*** Opening INPUT DATA ***

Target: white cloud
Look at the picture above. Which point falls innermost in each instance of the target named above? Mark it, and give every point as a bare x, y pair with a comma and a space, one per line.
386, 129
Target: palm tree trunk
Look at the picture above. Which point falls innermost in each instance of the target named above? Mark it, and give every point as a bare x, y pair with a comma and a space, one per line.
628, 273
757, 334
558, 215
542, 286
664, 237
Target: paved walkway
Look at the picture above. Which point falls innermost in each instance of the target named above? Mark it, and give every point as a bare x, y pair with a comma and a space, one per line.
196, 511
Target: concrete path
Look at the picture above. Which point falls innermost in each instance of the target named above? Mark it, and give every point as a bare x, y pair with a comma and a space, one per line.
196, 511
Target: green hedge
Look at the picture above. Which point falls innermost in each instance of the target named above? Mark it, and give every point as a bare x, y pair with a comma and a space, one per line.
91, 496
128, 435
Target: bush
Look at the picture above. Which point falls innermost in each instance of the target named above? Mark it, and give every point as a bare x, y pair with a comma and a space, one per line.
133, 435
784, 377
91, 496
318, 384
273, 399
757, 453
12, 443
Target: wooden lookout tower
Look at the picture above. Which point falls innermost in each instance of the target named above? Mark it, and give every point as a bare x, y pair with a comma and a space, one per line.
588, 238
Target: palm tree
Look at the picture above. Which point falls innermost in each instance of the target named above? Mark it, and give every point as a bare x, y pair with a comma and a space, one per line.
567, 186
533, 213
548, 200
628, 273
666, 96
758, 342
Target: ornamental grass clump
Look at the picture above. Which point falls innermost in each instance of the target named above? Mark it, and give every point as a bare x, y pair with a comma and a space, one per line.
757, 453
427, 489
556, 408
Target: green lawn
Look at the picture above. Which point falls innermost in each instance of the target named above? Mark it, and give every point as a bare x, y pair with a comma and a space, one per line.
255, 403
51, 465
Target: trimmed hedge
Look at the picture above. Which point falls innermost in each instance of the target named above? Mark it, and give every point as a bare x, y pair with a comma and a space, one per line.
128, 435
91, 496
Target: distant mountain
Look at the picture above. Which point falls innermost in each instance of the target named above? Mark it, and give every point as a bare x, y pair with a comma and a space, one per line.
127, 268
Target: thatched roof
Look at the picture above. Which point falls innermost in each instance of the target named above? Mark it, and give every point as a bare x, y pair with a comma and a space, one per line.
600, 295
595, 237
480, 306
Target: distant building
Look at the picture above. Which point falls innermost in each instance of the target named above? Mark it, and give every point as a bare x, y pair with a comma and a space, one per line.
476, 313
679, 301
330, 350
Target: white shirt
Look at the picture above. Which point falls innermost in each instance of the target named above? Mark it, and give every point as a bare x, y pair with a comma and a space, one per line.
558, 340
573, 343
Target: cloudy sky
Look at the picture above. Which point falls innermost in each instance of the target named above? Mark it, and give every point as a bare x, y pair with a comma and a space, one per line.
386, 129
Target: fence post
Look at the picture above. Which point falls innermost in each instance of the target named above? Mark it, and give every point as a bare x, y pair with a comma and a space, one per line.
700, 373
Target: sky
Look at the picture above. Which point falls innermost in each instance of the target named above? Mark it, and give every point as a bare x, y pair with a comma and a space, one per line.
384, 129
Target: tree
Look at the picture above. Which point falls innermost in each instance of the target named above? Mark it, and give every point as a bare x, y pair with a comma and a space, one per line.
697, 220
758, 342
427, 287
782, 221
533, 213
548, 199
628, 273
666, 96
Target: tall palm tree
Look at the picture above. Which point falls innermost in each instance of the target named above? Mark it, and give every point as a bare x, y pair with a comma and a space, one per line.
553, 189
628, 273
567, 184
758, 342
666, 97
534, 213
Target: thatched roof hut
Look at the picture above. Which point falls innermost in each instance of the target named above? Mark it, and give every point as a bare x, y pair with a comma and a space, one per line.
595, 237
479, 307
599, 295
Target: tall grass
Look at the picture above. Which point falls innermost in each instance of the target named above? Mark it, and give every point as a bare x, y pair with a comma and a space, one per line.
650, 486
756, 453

*** Closing INPUT DATA ***
*** Opening INPUT DATA ***

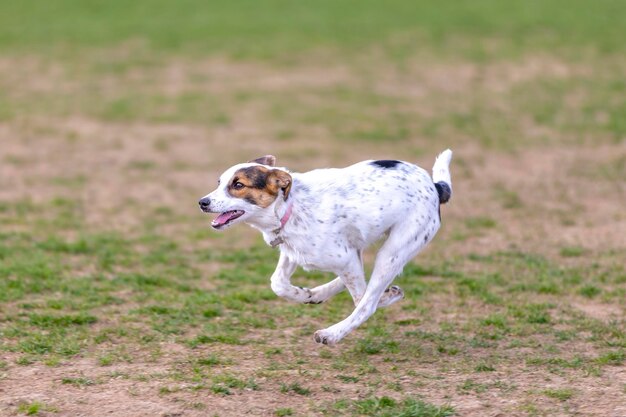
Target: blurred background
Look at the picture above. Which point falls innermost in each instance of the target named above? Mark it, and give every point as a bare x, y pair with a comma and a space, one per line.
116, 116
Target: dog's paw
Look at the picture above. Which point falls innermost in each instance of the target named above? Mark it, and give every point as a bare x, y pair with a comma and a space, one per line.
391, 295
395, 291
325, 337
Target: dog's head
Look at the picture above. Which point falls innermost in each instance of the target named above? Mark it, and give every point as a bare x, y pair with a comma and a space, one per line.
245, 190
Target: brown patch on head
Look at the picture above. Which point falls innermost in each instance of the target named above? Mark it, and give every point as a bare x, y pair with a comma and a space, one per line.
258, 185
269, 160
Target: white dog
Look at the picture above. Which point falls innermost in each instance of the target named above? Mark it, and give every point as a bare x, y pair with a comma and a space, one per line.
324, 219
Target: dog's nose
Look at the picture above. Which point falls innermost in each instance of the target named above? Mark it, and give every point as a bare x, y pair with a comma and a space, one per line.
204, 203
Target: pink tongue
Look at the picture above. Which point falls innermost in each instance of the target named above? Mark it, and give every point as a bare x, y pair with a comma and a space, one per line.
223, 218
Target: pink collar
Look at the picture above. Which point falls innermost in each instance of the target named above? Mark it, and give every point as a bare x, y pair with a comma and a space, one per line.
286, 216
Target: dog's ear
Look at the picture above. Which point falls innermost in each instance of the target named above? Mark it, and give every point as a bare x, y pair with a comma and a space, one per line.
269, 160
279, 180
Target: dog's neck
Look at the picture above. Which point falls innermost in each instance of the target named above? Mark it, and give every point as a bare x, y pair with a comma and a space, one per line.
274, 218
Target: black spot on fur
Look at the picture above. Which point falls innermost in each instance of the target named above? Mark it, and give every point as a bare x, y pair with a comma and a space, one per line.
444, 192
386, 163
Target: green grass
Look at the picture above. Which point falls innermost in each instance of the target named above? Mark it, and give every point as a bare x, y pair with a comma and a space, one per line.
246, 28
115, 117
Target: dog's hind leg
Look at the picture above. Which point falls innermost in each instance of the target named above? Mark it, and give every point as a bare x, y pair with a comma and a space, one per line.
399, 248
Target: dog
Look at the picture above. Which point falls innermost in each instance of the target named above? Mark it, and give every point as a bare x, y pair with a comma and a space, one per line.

*** Closing INPUT DATA ***

ACTIVITY ▸ Go over the data and return every line that includes the word "thatched".

SOLVED EXERCISE ▸
Target: thatched roof
Target: thatched roof hut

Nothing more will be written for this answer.